[Start Input for this task]
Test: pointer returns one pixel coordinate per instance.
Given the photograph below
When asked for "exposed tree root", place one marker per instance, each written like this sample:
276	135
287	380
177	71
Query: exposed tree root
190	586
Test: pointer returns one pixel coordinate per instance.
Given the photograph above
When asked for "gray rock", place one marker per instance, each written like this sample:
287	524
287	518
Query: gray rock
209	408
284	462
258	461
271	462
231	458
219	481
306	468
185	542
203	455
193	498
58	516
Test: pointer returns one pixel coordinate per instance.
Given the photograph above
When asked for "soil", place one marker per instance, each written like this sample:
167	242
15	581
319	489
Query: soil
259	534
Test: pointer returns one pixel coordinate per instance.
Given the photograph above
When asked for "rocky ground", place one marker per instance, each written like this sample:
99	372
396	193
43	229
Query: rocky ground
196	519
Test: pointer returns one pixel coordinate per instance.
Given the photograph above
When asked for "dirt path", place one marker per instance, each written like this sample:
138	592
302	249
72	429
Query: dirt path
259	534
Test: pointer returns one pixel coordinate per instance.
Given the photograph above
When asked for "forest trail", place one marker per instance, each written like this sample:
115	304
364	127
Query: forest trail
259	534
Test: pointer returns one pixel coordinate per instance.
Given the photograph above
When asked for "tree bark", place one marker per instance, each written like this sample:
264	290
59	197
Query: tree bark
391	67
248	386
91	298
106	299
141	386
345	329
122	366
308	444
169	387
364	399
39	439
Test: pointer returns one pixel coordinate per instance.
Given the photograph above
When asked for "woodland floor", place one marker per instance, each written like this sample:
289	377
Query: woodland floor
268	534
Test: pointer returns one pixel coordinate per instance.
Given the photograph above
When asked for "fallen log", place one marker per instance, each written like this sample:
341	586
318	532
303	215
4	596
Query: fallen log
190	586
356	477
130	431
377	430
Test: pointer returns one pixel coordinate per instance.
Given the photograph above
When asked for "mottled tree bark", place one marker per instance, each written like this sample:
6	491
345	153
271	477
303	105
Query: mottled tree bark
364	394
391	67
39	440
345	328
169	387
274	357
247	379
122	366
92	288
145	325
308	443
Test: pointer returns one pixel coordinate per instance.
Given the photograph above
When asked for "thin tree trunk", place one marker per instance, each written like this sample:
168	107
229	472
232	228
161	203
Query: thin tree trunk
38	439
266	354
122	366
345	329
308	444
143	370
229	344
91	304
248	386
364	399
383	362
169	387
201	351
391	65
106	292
[End Input for this task]
Task statement: Type the whole listing again, unaltered.

The completed task:
Test: pointer returns one pixel coordinate per instance.
Given the photograph below
When asked for "exposed tree root", place one marker per instance, each written like this sample:
276	135
287	380
177	71
Query: exposed tree root
190	586
Test: pointer returns one pixel coordinate per instance.
Given the photograph above
When asked for "gray rock", place one marker per instance, each written like this sample:
287	524
287	518
Query: gray rock
209	408
284	462
258	461
271	462
231	458
219	481
306	468
185	542
203	455
193	498
58	516
Test: pointer returns one pixel coordinate per instance.
Given the photograph above
When asked for "soil", place one marker per instance, each written like this sample:
167	242
15	581
319	489
Query: soil
259	534
Test: pointer returns one pixel coordinate per instance.
Given the photograph above
When asked for "rocky ground", place one marker per instance, each written like this sample:
99	372
396	193
43	229
Query: rocky ground
196	519
Test: pointer returns one pixel coordinate per instance.
Given the photograph above
When asked for "dirt path", place one marker per instance, each written like this sample:
138	592
302	249
72	429
Query: dirt path
259	534
Test: pointer returns one pixel coordinate per instance.
Given the photograph above
When asked for "forest trail", place one marker per instance, each written like this sample:
115	304
364	127
Query: forest trail
259	534
Test: pointer returns one pixel coordinate per instance.
Given the photograph above
When asked for "tree bark", place one marker per instance, each written like this sample:
264	290
59	197
Query: tree bark
391	67
248	386
91	298
106	299
141	386
345	329
122	366
308	444
169	387
364	399
39	439
Test: pointer returns one pixel coordinate per instance.
Given the photograph above
When asked for "woodland floor", place one marker per instance, each written like this sample:
289	377
Query: woodland floor
268	534
Test: pointer returns one pixel coordinate per instance.
Given the photograph above
When asked for "fallen log", place one marker per instance, each written like this sample:
341	586
318	532
303	215
4	596
Query: fallen log
190	586
356	477
130	431
377	430
Test: pointer returns one pixel coordinate per instance.
Given the photograph above
When asked for "mottled tree bark", place one marker per instance, each written like this sample:
6	491
345	153
271	477
303	105
Query: mottled tree bark
364	394
391	67
39	440
345	328
169	387
274	357
247	379
122	366
92	288
145	325
308	443
Test: pointer returns one pixel coordinate per instance.
Given the photograph above
When asked for "thin tree trunk", place one marker per instance, each written like this sample:
168	107
229	472
232	228
161	203
Query: thin tree trunk
38	439
266	354
122	366
345	329
308	444
143	370
229	344
91	304
248	386
364	399
383	362
169	387
201	351
391	65
106	292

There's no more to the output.